• _Given task_
Show each line below that contains the string "spout", and copy every such line in full.

• _Records to use_
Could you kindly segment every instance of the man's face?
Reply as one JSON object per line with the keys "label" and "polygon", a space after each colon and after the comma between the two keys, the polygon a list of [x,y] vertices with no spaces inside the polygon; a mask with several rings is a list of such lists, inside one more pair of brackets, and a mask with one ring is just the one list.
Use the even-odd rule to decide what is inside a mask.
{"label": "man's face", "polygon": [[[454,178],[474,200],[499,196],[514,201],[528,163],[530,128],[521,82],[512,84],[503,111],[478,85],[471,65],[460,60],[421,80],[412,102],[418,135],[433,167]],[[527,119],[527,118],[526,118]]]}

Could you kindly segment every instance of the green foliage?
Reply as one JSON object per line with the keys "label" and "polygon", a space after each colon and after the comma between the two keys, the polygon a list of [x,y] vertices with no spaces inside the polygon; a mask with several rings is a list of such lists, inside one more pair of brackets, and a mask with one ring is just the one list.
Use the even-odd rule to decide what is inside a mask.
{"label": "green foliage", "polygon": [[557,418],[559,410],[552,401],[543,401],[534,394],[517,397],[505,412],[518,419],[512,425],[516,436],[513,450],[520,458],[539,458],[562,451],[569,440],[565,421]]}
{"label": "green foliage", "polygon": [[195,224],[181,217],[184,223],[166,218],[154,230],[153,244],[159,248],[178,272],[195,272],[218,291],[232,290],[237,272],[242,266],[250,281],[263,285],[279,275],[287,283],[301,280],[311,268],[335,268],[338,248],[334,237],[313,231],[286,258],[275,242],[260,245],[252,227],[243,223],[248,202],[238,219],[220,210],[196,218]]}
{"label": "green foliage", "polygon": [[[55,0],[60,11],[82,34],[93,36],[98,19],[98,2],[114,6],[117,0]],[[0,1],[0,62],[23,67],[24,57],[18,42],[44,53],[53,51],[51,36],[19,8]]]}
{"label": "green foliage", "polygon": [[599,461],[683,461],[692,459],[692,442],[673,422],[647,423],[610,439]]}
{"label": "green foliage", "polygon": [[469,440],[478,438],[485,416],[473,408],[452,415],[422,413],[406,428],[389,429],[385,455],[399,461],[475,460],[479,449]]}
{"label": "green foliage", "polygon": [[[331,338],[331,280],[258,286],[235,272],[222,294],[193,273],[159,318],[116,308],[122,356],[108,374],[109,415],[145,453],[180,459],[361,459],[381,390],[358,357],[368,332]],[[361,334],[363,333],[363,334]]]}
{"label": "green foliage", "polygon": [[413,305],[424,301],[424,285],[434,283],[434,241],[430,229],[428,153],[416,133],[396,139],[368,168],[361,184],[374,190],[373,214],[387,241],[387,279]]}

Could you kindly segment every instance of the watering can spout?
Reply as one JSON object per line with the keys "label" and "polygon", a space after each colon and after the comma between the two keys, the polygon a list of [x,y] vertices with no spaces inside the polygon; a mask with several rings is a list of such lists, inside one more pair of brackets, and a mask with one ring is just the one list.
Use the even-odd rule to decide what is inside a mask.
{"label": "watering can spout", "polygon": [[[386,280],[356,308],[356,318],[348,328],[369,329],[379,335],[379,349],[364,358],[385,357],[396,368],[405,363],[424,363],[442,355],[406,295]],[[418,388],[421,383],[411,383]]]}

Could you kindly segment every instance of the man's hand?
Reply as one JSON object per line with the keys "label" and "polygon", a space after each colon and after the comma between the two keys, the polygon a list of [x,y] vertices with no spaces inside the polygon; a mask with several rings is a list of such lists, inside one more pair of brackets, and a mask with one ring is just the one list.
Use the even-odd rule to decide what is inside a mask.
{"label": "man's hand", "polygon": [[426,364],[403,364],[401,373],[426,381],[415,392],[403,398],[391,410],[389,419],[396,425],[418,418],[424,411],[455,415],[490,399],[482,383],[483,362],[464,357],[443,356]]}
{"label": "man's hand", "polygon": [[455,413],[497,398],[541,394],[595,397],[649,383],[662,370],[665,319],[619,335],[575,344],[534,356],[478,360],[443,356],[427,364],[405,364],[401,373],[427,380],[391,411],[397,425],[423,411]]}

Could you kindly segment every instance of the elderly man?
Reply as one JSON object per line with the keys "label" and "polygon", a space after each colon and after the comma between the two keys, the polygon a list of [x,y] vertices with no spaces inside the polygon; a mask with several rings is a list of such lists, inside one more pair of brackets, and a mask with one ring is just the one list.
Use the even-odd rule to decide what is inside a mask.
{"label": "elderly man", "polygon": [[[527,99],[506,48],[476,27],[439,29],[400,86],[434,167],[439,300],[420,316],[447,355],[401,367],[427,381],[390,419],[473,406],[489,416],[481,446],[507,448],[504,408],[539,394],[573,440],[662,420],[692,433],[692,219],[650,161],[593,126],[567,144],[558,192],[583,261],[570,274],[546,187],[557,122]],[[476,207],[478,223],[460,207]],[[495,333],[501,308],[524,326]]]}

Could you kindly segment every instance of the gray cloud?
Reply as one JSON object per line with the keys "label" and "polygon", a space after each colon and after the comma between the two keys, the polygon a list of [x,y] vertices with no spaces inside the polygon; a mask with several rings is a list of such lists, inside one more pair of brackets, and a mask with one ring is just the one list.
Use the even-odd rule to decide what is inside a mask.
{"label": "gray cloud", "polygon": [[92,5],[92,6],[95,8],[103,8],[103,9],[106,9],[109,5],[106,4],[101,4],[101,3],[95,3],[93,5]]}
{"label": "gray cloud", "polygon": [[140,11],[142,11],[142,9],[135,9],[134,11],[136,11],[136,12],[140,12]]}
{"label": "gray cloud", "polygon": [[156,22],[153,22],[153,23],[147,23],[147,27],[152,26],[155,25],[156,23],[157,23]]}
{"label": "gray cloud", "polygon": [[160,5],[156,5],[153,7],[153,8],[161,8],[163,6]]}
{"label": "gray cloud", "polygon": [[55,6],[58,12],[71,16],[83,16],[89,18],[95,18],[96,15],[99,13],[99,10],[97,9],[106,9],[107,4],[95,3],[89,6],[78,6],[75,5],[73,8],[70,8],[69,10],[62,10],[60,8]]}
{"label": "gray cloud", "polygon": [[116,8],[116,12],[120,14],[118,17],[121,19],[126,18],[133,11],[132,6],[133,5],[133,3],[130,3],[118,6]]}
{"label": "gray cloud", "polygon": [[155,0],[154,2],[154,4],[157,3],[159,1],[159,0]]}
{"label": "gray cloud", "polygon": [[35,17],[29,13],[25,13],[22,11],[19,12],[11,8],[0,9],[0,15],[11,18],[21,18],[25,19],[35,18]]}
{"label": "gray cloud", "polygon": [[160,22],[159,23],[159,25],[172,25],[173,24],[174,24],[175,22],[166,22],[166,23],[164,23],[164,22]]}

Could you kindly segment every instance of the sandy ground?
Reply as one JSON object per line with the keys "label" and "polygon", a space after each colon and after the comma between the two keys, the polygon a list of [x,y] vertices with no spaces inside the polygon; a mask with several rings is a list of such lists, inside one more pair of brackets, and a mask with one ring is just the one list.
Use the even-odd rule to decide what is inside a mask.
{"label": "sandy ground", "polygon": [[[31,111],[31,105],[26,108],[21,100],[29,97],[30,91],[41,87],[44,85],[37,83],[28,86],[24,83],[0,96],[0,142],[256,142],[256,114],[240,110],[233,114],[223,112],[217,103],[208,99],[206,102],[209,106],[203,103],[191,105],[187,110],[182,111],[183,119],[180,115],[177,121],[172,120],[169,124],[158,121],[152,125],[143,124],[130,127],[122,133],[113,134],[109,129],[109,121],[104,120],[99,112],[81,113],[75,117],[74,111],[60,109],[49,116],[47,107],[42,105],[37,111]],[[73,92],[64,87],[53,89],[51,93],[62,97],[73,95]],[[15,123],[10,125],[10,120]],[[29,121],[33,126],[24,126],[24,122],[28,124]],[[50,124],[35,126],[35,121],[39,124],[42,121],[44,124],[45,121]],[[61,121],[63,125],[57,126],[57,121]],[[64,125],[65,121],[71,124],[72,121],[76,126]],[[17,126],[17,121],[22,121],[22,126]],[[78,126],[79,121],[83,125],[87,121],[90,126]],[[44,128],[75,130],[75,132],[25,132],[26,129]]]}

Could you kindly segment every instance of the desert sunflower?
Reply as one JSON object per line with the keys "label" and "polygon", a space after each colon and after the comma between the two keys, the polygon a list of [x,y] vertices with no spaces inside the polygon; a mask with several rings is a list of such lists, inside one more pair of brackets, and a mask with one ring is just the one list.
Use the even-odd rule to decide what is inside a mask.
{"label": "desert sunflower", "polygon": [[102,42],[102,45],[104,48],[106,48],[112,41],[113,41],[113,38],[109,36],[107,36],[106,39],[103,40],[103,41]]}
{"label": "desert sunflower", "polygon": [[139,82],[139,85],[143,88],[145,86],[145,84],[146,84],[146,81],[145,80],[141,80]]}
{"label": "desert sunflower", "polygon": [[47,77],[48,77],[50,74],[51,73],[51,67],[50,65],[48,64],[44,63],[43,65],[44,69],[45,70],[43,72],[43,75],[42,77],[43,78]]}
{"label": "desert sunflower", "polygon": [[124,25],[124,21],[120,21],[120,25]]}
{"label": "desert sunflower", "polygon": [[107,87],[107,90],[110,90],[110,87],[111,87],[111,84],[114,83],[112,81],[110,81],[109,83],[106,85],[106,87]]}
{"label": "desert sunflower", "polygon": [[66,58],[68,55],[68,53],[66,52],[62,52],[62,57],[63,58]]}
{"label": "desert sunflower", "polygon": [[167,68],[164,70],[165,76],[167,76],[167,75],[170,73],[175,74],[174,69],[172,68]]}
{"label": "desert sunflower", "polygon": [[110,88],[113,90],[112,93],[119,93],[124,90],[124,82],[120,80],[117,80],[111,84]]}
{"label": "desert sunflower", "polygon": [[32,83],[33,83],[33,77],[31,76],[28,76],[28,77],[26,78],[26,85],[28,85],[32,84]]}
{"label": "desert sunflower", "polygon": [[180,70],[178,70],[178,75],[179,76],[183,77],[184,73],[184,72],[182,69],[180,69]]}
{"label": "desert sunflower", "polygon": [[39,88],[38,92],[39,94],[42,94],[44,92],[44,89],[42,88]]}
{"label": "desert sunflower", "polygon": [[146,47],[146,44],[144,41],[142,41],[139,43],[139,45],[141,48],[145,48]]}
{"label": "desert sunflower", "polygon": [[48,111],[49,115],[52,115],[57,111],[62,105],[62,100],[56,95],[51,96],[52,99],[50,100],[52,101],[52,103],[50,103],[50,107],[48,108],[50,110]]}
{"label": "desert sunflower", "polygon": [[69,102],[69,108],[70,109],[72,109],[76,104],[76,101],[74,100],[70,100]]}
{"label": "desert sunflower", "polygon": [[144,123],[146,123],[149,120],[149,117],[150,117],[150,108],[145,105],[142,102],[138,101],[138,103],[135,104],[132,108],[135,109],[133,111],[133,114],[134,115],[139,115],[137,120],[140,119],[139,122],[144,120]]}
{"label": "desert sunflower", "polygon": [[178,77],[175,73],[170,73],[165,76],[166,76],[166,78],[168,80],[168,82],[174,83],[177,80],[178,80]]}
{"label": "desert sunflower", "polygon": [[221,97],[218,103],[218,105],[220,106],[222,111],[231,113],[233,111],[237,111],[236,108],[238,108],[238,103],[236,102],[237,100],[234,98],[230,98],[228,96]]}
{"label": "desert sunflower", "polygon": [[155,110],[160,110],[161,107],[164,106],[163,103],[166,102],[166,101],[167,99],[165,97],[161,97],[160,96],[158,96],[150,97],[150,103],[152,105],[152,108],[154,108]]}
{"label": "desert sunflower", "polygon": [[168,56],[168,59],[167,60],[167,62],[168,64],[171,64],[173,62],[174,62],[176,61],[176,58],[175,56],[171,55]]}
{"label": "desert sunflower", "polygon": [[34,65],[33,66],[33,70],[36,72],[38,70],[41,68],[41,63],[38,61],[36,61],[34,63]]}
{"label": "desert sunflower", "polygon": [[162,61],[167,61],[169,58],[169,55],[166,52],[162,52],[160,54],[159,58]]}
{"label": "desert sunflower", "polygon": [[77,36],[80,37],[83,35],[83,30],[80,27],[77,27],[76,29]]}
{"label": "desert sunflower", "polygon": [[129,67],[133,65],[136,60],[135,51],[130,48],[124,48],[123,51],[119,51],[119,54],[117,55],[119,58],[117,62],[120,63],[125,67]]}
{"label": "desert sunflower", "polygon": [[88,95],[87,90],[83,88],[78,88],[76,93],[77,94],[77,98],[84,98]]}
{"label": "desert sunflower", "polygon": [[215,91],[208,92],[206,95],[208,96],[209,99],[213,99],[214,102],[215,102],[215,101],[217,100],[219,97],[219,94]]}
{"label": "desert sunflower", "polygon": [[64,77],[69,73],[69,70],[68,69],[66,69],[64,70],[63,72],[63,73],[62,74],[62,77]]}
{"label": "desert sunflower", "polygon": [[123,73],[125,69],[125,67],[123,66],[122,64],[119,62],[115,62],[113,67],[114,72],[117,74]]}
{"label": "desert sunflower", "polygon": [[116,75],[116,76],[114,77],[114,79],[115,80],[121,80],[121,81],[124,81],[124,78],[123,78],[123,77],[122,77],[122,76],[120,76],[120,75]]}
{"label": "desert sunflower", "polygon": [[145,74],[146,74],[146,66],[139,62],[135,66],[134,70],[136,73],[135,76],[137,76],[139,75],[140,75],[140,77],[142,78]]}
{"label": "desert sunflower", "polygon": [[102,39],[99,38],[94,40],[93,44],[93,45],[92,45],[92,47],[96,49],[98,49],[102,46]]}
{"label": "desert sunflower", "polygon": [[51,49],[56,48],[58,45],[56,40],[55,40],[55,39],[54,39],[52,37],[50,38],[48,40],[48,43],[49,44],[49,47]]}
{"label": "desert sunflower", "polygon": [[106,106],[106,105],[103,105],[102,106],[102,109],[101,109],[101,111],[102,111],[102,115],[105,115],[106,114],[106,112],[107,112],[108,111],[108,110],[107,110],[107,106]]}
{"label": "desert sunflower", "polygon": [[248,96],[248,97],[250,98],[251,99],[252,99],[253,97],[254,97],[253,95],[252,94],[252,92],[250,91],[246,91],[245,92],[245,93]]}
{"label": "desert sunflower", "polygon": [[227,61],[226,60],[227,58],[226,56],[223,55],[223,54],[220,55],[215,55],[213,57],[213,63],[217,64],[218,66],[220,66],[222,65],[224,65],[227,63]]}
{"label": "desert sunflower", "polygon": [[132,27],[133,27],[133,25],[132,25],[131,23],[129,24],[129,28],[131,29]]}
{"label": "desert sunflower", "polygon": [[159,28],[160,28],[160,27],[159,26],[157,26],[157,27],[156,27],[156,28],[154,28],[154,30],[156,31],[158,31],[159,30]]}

• _The reply_
Could you kindly segment every instance of the watering can spout?
{"label": "watering can spout", "polygon": [[[386,280],[356,308],[356,318],[348,328],[369,329],[379,335],[379,349],[364,358],[385,357],[396,368],[405,363],[424,363],[442,355],[406,295]],[[418,388],[421,383],[411,383]]]}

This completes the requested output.